■ TESTO FORNITO:
****************

Il cancro colo-rettale origina in oltre il 90% dei casi da un precursore locale benigno che è l’adenoma o polipo adenomatoso. Considerando che il tempo di passaggio da adenoma a cancro è mediamente 10-15 anni, questo ci consente di poter attuare una diagnosi precoce e l’asportazione endoscopica di tali polipi rappresenta la più valida forma di prevenzione del cancro colo-rettale in quanto interrompe la sequenza adenoma-carcinoma. Nel 2-12% degli adenomi rimossi in colonscopia è possibile riscontrare delle forme precoci di cancerizzazione dove l'endoscopia può essere risolutiva.

Il tumore del colon-retto origina in oltre il 90% dei casi da un precursore locale benigno che è l'adenoma o polipo adenomatoso che nasce come piccola escrescenza, di per sè benigna, dovuta al proliferare delle cellule della mucosa intestinale.

Non tutti i polipi che troviamo nel colon, però, sono a rischio di malignità.

Ve ne sono infatti tre diversi tipi:

  • i cosiddetti polipi iperplastici (cioè caratterizzati da una mucosa a rapida proliferazione), 
  • amartomatosi (detti anche polipi giovanili e polipi di Peutz-Jeghers) e 
  • adenomatosi.

Solo questi ultimi costituiscono lesioni precancerose e di essi solo una piccola percentuale si trasforma in neoplasia maligna attraverso delle modificazioni che vanno dalla displasia lieve a quella moderata fino alla displasia severa, che costituisce già un carcinoma (in situ), che non ha oltrepassato la membrana basale dell'epitelio intestinale.

La probabilità che un polipo del colon evolva verso una forma invasiva di cancro dipende dalla dimensione del polipo stesso:

  • è minima (inferiore al 2 per cento) per dimensioni inferiori a 1,5 cm
  • intermedia (2-10 per cento) per dimensioni di 1,5-2,5 cm
  • è alta (10 per cento) per dimensioni maggiori di 2,5 cm.

La benignità di un polipo, quindi, è inversamente proporzionale alla sua dimensione, ma ciò non esclude che anche polipi piccoli possano essere potenzialmente maligni.

Considerando che il tempo di passaggio da adenoma a cancro è mediamente 10-15 anni, questo ci consente di poter attuare una diagnosi precoce e l'asportazione endoscopica di tali polipi rappresenta la più valida forma di prevenzione del cancro colo-rettale in quanto interrompe la sequenza adenoma-carcinoma.

****************

Voci del dataset
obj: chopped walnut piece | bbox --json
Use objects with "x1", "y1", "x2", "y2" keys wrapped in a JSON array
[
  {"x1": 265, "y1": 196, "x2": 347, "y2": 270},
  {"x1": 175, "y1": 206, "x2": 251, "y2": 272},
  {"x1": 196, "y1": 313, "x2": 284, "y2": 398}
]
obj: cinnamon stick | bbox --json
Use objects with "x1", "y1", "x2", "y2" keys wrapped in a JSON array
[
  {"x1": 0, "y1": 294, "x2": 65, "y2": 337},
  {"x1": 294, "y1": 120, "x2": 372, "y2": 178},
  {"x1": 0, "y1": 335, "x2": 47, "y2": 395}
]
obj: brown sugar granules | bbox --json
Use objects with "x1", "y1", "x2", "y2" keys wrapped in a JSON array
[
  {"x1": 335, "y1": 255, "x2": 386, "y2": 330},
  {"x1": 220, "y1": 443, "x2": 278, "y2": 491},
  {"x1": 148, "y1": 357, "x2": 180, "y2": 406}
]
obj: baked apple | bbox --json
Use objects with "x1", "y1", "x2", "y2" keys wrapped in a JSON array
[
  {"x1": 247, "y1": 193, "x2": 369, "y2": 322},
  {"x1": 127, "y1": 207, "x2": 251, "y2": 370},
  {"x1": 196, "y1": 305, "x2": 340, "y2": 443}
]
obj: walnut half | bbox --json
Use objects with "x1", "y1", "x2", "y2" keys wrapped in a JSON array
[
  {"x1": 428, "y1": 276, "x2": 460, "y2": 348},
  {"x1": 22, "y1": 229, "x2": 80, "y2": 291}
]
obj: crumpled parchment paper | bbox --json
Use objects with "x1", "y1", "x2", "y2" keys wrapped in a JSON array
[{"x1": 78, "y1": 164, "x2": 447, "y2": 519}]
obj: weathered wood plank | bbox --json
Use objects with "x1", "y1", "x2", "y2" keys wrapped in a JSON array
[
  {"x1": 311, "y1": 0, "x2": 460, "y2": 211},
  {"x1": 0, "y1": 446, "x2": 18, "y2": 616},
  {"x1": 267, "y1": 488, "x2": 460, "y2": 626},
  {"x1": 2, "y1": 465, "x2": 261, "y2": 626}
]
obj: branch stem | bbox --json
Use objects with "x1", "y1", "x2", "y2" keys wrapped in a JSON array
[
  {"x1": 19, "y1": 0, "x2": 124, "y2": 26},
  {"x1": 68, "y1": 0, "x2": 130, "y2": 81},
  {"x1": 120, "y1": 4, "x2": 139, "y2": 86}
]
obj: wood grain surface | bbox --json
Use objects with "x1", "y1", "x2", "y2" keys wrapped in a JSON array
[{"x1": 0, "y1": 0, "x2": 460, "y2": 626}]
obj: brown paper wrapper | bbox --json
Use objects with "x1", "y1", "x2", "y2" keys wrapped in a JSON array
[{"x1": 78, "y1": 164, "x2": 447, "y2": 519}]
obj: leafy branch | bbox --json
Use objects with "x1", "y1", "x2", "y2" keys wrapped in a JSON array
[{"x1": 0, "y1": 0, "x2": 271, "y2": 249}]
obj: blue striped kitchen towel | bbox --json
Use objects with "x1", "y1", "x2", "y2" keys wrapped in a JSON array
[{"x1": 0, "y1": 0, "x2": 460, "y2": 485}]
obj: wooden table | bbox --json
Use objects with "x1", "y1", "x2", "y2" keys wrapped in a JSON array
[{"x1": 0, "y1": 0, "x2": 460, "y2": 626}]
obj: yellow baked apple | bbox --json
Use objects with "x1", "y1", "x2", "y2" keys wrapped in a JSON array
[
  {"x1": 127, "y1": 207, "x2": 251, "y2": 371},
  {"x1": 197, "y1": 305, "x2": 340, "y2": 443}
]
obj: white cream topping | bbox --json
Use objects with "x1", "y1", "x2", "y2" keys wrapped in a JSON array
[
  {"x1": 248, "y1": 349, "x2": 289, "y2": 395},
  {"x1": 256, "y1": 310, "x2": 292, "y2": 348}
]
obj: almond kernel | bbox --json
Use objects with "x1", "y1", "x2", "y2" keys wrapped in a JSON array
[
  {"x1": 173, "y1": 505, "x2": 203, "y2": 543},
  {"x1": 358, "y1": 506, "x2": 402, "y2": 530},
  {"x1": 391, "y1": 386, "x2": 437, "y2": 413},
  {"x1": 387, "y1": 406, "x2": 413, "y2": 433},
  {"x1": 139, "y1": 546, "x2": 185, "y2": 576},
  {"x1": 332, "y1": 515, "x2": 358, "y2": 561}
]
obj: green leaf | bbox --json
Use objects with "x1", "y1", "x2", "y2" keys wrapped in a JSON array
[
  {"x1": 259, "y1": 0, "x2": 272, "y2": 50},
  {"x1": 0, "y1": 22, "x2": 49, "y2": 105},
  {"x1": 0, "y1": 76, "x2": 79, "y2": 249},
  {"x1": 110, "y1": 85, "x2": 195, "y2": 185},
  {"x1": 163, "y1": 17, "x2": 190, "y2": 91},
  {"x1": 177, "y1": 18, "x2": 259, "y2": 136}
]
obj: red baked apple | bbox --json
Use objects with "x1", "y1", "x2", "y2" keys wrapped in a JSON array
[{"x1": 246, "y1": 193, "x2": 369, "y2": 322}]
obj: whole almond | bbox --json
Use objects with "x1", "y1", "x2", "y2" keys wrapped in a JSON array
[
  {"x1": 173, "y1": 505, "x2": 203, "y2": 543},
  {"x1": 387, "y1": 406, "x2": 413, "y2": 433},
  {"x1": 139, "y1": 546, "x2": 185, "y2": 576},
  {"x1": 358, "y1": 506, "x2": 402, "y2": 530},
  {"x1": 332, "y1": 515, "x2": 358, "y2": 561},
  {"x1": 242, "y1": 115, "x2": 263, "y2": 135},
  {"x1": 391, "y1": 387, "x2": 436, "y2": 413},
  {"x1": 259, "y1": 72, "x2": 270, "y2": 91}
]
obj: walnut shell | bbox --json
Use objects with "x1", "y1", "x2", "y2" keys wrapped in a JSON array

****************

■ CONSEGNA:
Restituisci senza alcuna modifica il tratto del testo sui polipi del colon che va da "Solo questi ultimi" fino a "maggiori di 2,5 cm.".

■ SOLUZIONE:
Solo questi ultimi costituiscono lesioni precancerose e di essi solo una piccola percentuale si trasforma in neoplasia maligna attraverso delle modificazioni che vanno dalla displasia lieve a quella moderata fino alla displasia severa, che costituisce già un carcinoma (in situ), che non ha oltrepassato la membrana basale dell'epitelio intestinale.

La probabilità che un polipo del colon evolva verso una forma invasiva di cancro dipende dalla dimensione del polipo stesso:

  • è minima (inferiore al 2 per cento) per dimensioni inferiori a 1,5 cm
  • intermedia (2-10 per cento) per dimensioni di 1,5-2,5 cm
  • è alta (10 per cento) per dimensioni maggiori di 2,5 cm.